[Records pointing to objects in photos]
##############################

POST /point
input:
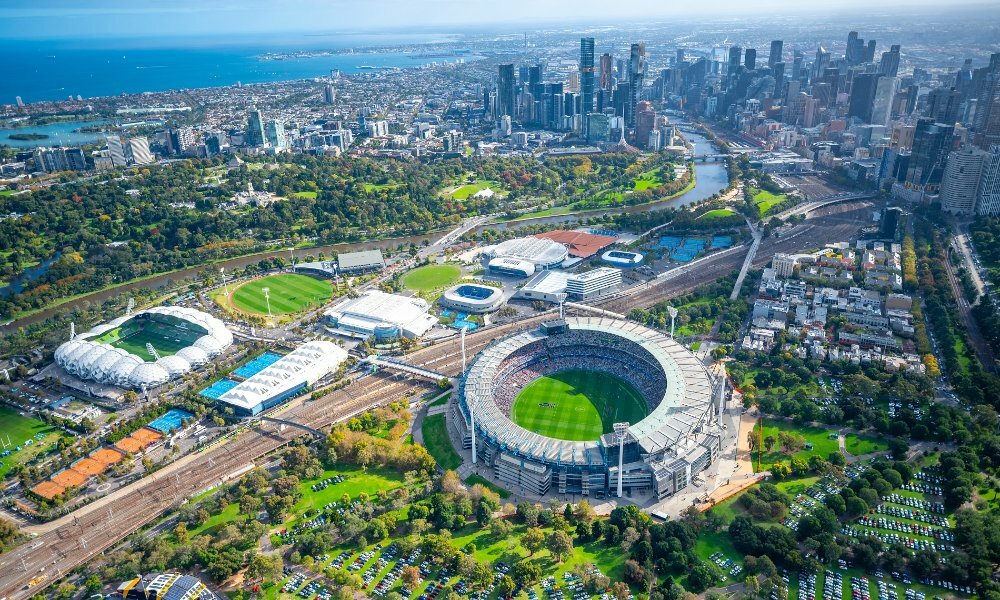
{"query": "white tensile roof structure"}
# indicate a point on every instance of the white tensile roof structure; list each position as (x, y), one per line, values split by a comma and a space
(94, 361)
(375, 310)
(304, 365)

##############################

Task to carry out
Express every line of the records above as a JSON list of strings, one string per line, skipping blank lines. Leave the pictures out.

Solution to the problem
[
  "POST /point",
  "input:",
  "{\"query\": \"white tensile roof structure\"}",
  "# indicate a point on every instance of the white tensile roof structure; list each position as (x, y), one per line, values split by a comma and a space",
  "(94, 361)",
  "(375, 310)",
  "(304, 365)"
]